ACTION ITEM:
Down to the last line, reproduce the data that follows, but skip the pictures.

RECORDS below:

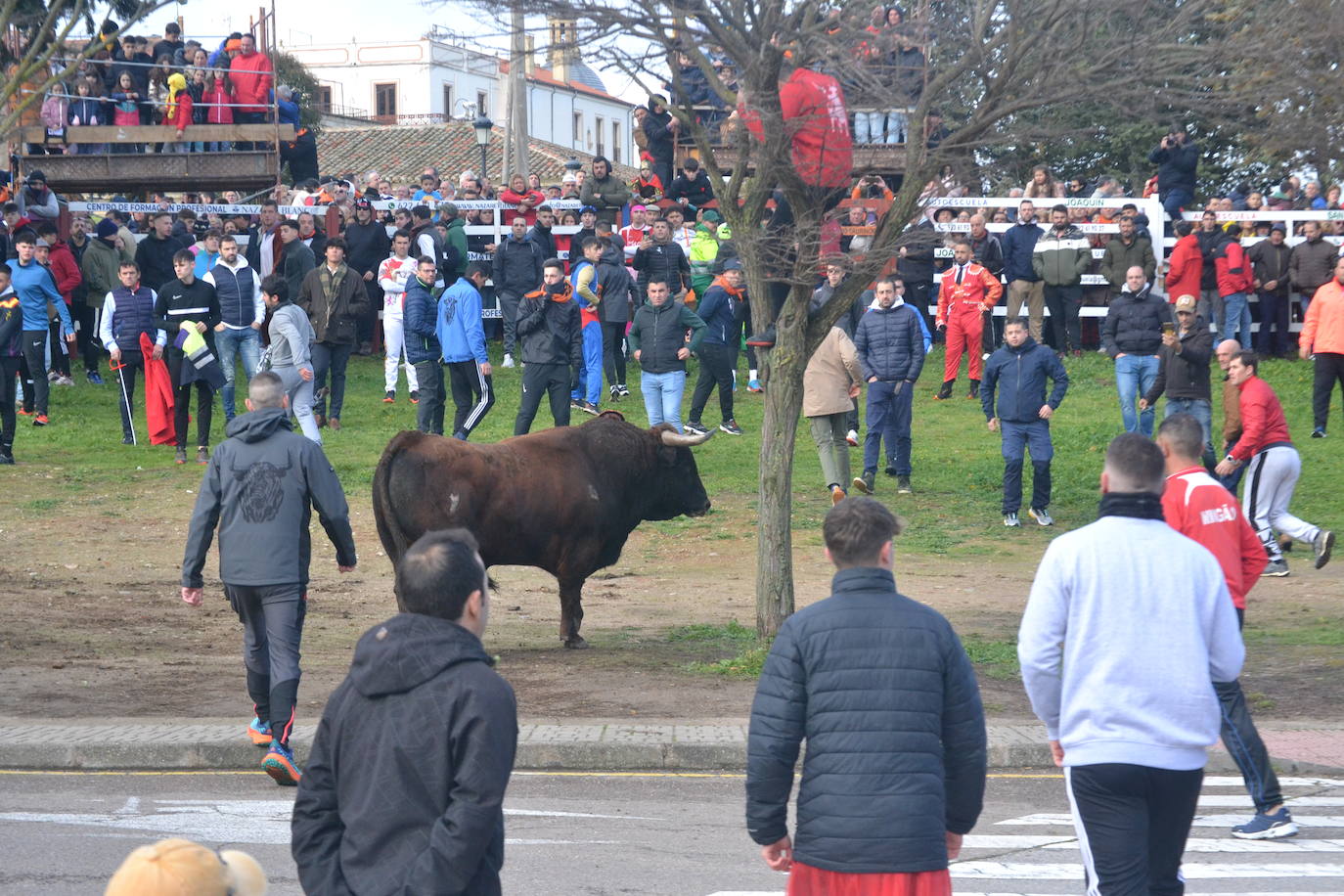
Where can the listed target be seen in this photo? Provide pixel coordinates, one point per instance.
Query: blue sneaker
(259, 733)
(280, 765)
(1268, 827)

End of RECORDS.

YOUR SOLUTION:
Where can the listed target be seen in this photo? Provide pixel coordinates, one point per instance.
Query: blue sneaker
(259, 733)
(280, 765)
(1268, 827)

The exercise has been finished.